Stored rows =>

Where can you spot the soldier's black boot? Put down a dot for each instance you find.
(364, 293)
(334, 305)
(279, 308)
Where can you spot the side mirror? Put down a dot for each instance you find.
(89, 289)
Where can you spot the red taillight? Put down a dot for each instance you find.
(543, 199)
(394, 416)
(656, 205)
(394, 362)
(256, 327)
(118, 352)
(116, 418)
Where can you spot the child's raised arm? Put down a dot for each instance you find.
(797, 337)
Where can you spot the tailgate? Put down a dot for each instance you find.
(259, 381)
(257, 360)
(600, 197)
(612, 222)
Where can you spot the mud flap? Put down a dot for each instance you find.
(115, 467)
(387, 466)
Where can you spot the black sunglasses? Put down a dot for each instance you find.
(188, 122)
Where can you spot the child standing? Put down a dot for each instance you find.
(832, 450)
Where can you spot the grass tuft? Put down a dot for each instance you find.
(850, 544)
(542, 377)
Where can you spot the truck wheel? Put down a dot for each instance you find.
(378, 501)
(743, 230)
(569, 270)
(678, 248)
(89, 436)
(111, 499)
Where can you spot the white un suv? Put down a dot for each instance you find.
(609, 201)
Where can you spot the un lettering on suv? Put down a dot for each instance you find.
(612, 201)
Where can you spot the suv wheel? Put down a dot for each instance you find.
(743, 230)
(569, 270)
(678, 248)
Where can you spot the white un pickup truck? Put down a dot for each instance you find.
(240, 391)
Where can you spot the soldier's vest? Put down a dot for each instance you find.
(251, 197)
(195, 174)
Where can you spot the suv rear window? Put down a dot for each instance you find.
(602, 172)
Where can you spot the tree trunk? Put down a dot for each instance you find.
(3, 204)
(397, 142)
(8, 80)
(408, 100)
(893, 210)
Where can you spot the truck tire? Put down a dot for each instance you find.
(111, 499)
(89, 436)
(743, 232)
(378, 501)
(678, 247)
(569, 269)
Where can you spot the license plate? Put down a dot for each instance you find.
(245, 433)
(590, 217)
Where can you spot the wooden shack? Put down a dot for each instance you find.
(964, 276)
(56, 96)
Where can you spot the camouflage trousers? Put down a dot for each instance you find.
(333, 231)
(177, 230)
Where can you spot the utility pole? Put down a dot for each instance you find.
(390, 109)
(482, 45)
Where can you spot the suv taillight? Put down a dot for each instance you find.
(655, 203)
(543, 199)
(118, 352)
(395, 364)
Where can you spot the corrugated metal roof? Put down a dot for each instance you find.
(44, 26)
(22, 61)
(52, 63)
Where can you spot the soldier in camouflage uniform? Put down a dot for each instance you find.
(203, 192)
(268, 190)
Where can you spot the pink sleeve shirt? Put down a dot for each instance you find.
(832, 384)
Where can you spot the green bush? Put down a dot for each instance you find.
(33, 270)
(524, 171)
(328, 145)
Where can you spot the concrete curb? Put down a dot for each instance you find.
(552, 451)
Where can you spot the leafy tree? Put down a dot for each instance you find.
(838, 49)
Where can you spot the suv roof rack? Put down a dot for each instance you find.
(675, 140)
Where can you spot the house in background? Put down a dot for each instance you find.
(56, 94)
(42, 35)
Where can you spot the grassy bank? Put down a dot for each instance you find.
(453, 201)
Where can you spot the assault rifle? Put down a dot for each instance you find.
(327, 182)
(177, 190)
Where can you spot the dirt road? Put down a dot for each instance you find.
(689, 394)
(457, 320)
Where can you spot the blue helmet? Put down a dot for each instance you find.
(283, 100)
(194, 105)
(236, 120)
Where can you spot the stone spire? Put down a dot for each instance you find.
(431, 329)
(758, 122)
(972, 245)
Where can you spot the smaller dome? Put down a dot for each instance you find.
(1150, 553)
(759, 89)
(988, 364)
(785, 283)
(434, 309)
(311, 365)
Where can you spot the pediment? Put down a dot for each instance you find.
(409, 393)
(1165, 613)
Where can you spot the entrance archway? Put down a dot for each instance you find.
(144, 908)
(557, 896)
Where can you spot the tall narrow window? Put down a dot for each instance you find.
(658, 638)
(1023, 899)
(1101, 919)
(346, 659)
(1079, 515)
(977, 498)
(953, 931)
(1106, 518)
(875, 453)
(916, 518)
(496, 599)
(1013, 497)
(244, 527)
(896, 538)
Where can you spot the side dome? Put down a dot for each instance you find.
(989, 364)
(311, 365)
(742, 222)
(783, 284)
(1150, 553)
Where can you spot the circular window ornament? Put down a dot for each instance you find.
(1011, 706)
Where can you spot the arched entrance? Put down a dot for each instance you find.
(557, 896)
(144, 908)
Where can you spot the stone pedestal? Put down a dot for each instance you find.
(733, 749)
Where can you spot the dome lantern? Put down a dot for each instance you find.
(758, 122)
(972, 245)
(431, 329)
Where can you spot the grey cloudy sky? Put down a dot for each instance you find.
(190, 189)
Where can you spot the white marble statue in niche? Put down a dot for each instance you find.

Job => Repeat only the lines from the one holding "Where can you spot the side dome?" through the last line of the data.

Task response =>
Where can you spot the side dome? Put down a dot for each instance you find.
(989, 364)
(311, 365)
(742, 222)
(783, 284)
(1150, 553)
Where can you spot the circular window ornament? Put down a dot for each instance you find.
(1011, 706)
Where can you spot the arched entrance? Put down a dot for each instance you find.
(557, 896)
(144, 908)
Where can you spot the stone pedestal? Put down a dot for each instance you find.
(733, 749)
Where can you spot the dome lantern? Put down a dot for each instance you find.
(758, 122)
(972, 245)
(431, 329)
Where can you spot the grey cloudy sky? Put down a dot for each instance you find.
(190, 189)
Where can you spot the white marble statue in niche? Put down a dot for each instance you find.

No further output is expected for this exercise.